* **Text shown**:
[Start of section]

At the Death House Door is a very intimate portrait of Minister Carroll Picket. Was your and Peter’s relationship with him this close from the onset?

Carroll Pickett is a very open and friendly man, so we got along well from the start. I think he did check us out on the Internet though, prior to meeting us. He is a fervent tennis player, even though that’s not in the film, so what we all had in common was a passion for sports. Also, I think it was the right time for him to do this; he was ready for it. Before we asked him about the De Luna tape, I don’t think he’d listened to any of the tapes. They had served their purpose as soon as they were made.

So they were only used by him to get things off his chest right after the executions. In the film I think he said that he only started listening to the tapes in the last year…

Yes, that’s right. He is a very closed man and had a therapist once, also a clergyman, but apart from that therapy he never really dealt with his experiences because he didn’t talk about it. We would be with him when he listened to the tapes and in between we would talk about what we’d just heard. I think for him being confronted with those tapes again after all these years was very therapeutic. It was also striking to see how his opinion had changed over time, since now he is a fervent opponent to the death penalty. When he was talking to us about Cuevas (the man who killed two women from Pickett’s congregation- JH) he sounded very calm and forgiving, but when we listened to the tape he had made right after Cuevas’ execution- that was a whole different story!

He has come to terms with this anger over the years…

Definitely. But sometimes during the interview, we would feel his anger again, for example when he said: "I wanted to go over and bash his head in. I’m sorry, I take that back, it’s not Christian". I found that a striking remark. Later on in the film, when he’s sitting around the table with his family, one of his daughters asks him: "What if I were raped and stabbed and died a horrible slow death, how would your reaction towards the killer be then?" He answers: "I would want him to be locked up in solitary prison for the rest of his life, which is even worse than death." This is a very human reaction. I think his feelings are ambivalent, both angry and forgiving.

[End of section]

* **Stored data**:
[Start of section]

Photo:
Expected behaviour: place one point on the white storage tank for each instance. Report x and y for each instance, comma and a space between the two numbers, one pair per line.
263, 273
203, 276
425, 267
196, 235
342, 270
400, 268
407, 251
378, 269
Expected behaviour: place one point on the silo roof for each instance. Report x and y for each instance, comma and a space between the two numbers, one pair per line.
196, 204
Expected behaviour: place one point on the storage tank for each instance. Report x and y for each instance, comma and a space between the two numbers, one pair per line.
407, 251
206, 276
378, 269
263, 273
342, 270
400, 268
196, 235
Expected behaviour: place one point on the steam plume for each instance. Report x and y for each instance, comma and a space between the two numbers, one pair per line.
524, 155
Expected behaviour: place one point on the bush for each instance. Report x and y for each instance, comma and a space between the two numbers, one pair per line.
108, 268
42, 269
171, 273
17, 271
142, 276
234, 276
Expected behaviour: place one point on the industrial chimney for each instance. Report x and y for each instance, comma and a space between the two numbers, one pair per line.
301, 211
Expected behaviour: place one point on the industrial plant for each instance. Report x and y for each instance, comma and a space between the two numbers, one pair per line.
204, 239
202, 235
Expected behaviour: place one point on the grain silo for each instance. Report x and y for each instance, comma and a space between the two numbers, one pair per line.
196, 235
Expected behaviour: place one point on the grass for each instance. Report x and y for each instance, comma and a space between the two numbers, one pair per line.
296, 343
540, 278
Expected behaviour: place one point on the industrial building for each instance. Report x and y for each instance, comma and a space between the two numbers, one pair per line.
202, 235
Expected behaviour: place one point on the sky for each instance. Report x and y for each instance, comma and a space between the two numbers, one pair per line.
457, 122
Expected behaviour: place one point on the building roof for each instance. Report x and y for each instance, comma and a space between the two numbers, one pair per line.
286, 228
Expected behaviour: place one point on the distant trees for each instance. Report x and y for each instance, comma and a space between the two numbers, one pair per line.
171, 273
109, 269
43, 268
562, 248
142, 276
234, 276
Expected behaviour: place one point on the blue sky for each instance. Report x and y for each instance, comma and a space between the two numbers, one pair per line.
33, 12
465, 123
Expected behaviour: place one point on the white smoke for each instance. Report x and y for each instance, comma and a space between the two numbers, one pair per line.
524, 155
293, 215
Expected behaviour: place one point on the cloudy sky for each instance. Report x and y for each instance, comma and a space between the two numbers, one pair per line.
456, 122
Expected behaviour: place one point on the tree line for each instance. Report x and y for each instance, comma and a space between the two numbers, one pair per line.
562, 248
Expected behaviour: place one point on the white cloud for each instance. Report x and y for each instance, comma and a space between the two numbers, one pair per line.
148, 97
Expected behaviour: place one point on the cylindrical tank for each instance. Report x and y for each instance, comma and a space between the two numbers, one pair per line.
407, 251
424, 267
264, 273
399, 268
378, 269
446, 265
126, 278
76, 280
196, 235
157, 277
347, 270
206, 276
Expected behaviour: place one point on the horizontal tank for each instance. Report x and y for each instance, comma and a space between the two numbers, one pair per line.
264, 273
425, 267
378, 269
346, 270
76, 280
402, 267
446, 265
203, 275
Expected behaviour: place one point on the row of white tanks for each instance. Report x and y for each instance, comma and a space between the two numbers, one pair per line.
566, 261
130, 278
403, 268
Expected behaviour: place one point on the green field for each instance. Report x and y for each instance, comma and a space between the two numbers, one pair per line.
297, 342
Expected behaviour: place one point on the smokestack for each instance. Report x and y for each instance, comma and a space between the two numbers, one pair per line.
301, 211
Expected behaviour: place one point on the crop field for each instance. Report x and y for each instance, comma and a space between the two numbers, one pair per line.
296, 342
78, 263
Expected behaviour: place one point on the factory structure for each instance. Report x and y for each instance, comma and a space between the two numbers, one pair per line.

[End of section]

* **Using the information**:
**a.** In the interview about At the Death House Door, what sport does Carroll Pickett play with passion?
**b.** Write the next part of the interview about At the Death House Door, beginning right after its final sentence.

* **Per-task outputs**:
**a.** Tennis.

**b.**
Did the scene you just mentioned, in which Pickett and his children sit around the table, happen spontaneously or did you orchestrate it?

Well, to Pickett his family is very important. It always was, but they have been through a lot because of his duties. Often they get together in the Dallas area, so we went along to such a family meeting. During that day, his children started asking him all these questions about his work as a Minister and that is when we found out that they had never really talked to him about it before. Since he is such an introverted man, he never told them about any of it. Also, I think for the children- they all knew what he was doing, but I imagine that they didn’t want to hear any details from their father. It would have been too heavy…

Do you think that now your film is finished and shown to the public, it is a statement against capital punishment?

What do you think, is it?

There is no explicit message in your documentary, but everybody in it has either always been against death penalty, or they used to be in favour of it but changed their minds. If it is indeed a statement it’s a very subtle one.

Actually we have spoken to people who have changed their minds about capital punishment after seeing this film. Minister Pickett is someone who had a lot of reasons to be in favour of the death penalty, since his grandfather and two women from his congregation were murdered and also because of his very conservative and disciplined upbringing. Someone said to me: "Pickett looks like all those men who are in favour of death penalty!" But he changed his standpoint against the odds and that’s what makes people think.